Metin bölümü
- - -
1966 yılında Cumhurbaşkanlığı Kupası adıyla başlayıp günümüzde Süper Kupa adıyla oynanan organizasyonun 2024 yılı mücadelesine 2 gün kala, ara verildiği 1995-2006 yılları arasında, tamamen aynı statüde adı Atatürk Kupası olarak 1 kez oynandığını ve kazandığımız bu kupanın güncel kupa istatiklerimize eklenmediğini muhtemelen bir çoğunuz hatırlamaz.
1998/1999 sezonunun kupa şampiyonu Beşiktaş ile yine bu seneki rakibimizin ligi birinci bitirdiği sezonun ardından 2000 yılında oynanan mücadeleyi, muhtemelen yine ismini bile hatırlayamayacağınız İlhan Şahin ve Pascal Nouma’nın golleriyle 2-1 kazanıp, istatiklerimize yansıtılmasa da(!) kupayı müzemize götürmüştük.
Bu Cumartesi oynanacak maça gelirsek, geçtiğimiz haftadan bu yana sadece Emirhan Topçu transferi için resmi açıklama beklenirken, yapılsa dahi maçta oynaması oldukça zor bir ihtimal olarak gözüküyor ve bu bizi yine defansif zaaflarımızda bir değişiklik olmadığı gerçeğiyle yüz yüze bırakıyor. Bu zaafların ötesinde, 1. bölgeden 3. bölgeye topun nasıl taşınacağı konusu ise benim için hala en büyük muamma. Bir önceki yazımda da belirttiğim gibi, sadece Musrati üzerinden bu işin çözülmesi, rakibin ön alandaki yoğun presi ve çok muhtemel bu presin Musrati ve stoperler üzerinde yoğunlaşacağı (Okan Buruk’un yerinde olsam mutlaka maç kurgusunu temel olarak bunun üzerine yapardım) gerçeğiyle birleşince farklı alternatifler bulmamız kaçınılmaz gibi gözüküyor.
- - -
Verilen bilgiler
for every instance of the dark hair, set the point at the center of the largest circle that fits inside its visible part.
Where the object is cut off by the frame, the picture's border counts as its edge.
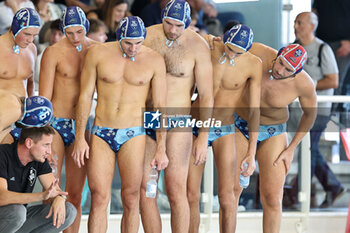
- - -
Metin bölümüne göre şu soruları yanıtlayın:
1. Süper Kupa adıyla oynanan organizasyon hangi yılda, hangi adla başlamıştır?
2. 2000 yılında oynanan Atatürk Kupası maçı hangi skorla kazanılmıştır?
3. Resmi açıklaması beklenen transfer hangi oyuncuya aittir?
Bu verilerin burada hiçbir işlevi yok.

1. 1966 yılında, Cumhurbaşkanlığı Kupası adıyla.
2. 2-1.
3. Emirhan Topçu.